(Data for review begins)
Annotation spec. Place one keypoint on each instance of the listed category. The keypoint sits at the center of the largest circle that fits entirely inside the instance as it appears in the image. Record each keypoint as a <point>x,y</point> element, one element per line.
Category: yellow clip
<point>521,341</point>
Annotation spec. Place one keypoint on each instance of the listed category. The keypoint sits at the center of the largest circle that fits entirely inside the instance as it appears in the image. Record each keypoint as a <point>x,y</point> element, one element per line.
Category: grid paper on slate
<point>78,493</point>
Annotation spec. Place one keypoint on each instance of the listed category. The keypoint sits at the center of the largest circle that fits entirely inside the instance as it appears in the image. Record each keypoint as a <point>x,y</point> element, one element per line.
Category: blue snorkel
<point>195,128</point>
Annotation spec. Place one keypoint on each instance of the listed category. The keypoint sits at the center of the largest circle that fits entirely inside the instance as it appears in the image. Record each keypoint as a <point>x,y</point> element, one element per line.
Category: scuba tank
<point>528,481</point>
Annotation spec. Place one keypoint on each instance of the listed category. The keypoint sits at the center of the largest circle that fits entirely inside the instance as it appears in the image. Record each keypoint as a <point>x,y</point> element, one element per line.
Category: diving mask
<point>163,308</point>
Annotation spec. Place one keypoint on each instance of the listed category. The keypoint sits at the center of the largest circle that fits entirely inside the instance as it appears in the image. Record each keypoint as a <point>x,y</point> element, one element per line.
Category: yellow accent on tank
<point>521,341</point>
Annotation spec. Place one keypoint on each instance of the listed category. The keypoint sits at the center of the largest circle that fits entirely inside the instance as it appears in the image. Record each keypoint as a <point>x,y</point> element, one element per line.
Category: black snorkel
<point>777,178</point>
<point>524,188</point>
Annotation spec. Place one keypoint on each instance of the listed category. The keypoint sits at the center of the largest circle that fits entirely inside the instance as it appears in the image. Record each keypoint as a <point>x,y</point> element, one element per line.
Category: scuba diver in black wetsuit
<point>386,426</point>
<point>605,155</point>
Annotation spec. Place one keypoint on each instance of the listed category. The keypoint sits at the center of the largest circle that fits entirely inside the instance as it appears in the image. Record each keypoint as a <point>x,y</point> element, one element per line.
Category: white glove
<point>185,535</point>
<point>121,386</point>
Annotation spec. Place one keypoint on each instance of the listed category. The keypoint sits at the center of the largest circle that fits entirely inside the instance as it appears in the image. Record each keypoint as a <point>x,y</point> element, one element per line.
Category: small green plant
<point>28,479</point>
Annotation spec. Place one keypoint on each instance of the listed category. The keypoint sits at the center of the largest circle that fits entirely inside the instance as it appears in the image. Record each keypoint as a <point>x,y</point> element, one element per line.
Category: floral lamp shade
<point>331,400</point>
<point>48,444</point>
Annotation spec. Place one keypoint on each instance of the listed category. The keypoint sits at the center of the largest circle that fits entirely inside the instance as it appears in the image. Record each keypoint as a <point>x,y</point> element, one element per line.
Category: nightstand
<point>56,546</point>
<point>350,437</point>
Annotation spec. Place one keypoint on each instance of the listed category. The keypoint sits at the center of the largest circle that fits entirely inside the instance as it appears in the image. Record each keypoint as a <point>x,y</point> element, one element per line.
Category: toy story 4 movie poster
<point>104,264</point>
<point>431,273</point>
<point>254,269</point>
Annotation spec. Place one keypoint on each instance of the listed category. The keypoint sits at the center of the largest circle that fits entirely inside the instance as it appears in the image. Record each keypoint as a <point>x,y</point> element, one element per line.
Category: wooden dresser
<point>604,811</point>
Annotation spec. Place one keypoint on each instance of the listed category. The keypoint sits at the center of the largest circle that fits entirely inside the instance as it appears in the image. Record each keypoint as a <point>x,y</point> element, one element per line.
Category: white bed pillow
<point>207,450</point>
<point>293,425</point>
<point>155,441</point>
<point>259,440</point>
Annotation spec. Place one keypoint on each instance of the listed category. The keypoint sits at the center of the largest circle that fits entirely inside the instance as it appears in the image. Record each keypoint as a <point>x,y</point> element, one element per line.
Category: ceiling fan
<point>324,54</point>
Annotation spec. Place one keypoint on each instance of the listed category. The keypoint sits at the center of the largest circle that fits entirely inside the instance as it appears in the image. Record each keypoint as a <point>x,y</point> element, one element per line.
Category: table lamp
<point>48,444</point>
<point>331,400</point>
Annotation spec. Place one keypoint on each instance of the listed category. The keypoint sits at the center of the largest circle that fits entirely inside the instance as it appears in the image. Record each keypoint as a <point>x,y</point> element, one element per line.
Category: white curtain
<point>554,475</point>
(Data for review ends)
- **What is needed**
A faithful copy of the whole listing is needed.

- **Task solution**
Annotation spec. Place one keypoint on each instance of the listed category. The keypoint sits at the center of the largest circle that fits entirely inside the instance as it appears in the image. Record each keypoint as a <point>x,y</point> element, one element per line.
Category: yellow clip
<point>521,341</point>
Annotation spec. Place one keypoint on each instance of the listed category. The keypoint sits at the center of the largest circle that fits entirely inside the instance as it appears in the image. Record each keypoint as a <point>x,y</point> element, one element per line.
Category: grid paper on slate
<point>78,493</point>
Annotation spec. Place one keypoint on each instance of the listed category. The keypoint sits at the center of the largest circle that fits entirely inside the instance as it appears in the image. Record each keypoint as a <point>x,y</point> element, one element per line.
Category: blue snorkel
<point>195,128</point>
Annotation spec. Place one keypoint on each instance of the listed category. The keypoint sits at the center of the largest circle that fits entirely inside the instance as it appears in the image. Record each keypoint as a <point>x,y</point> element, one element per line.
Category: scuba tank
<point>528,481</point>
Annotation spec. Place one keypoint on each instance of the listed category. The keypoint sits at the center of the largest circle that fits entirely inside the instance as it appears in the image. Record each keypoint as a <point>x,y</point> element, one element per line.
Category: diving mask
<point>163,308</point>
Annotation spec. Place one keypoint on each instance of the listed category. The keypoint sits at the center of the largest circle that fits entirely inside the instance as it appears in the image. Record each keypoint as a <point>x,y</point> element, one element per line.
Category: yellow accent on tank
<point>521,341</point>
Annotation spec. Place one keypoint on each instance of the listed category. The keypoint sits at the center of the largest circle that fits entirely inside the instance as it appears in the image. Record each keypoint as a <point>x,y</point> element, one element per line.
Category: black snorkel
<point>777,178</point>
<point>524,188</point>
Annotation spec. Place one keypoint on each instance of the listed category. The keypoint sits at the center of the largest circle that fits entirely inside the instance as it appears in the image. Record each keypoint as a <point>x,y</point> element, one element per line.
Category: scuba diver in black wetsuit
<point>386,426</point>
<point>605,155</point>
Annotation spec. Place one keypoint on each instance of the listed category. The keypoint sits at the center of the largest circle that fits entirely inside the instance as it appears in the image. Record each keypoint as a <point>x,y</point> element, one element per line.
Category: white glove
<point>185,535</point>
<point>121,386</point>
Annotation spec. Place one keypoint on each instance of the listed category. The keypoint sits at the center of the largest circle that fits entirely inside the instance as it appears in the image. Record each keypoint as a <point>x,y</point> element, one element per line.
Category: small green plant
<point>28,479</point>
Annotation spec. Place one keypoint on each instance of the listed category. The keypoint sits at the center of the largest circle that fits entirely inside the instance as it appears in the image. Record each keypoint as a <point>x,y</point> element, one element per line.
Category: floral lamp shade
<point>331,400</point>
<point>48,444</point>
Annotation spec. Place one keypoint on each instance of the listed category. The keypoint sits at the center of the largest circle that fits entirely inside the instance as it appears in the image. Record each keypoint as a <point>x,y</point> element, one element per line.
Category: nightstand
<point>56,546</point>
<point>350,437</point>
Annotation spec. Place one keypoint on each instance of the listed category. The keypoint sits at the center of the largest circle that fits entirely inside the instance as it appears in the image. Record each keypoint as a <point>x,y</point> element, one element per line.
Category: toy story 4 movie poster
<point>104,264</point>
<point>431,273</point>
<point>254,269</point>
Annotation spec. Place one keypoint on each instance of the listed category. The keypoint sits at the center of the largest circle that fits entirely inside the instance as it appears in the image. Record each keypoint as a <point>x,y</point> element, one element per line.
Category: wooden dresser
<point>604,811</point>
Annotation spec. Place one keypoint on each instance of the listed category. The keypoint sits at the center of the largest circle that fits entirely inside the instance as it appears in the image. Record each keypoint as a <point>x,y</point> element, one element per line.
Category: white bed pillow
<point>207,450</point>
<point>293,425</point>
<point>155,441</point>
<point>259,440</point>
Annotation spec. Place one keypoint on each instance of the listed category. The keypoint sits at the center of the largest circle that fits entirely inside the instance as it appears in the image. Record each keypoint as a <point>x,y</point> element, one element per line.
Category: ceiling fan
<point>324,54</point>
Annotation spec. Place one keypoint on each instance of the listed category. The keypoint sits at the center of the largest circle that fits entirely inside the instance as it appears in the image. Record each keypoint as a <point>x,y</point> element, one element per line.
Category: table lamp
<point>48,444</point>
<point>331,400</point>
Annotation spec. Place one keypoint on each instance of the listed category. The keypoint sits at the center of the largest circle that fits entirely inside the instance as it appears in the image. Record each keypoint as a <point>x,y</point> element, one element per line.
Category: white curtain
<point>554,475</point>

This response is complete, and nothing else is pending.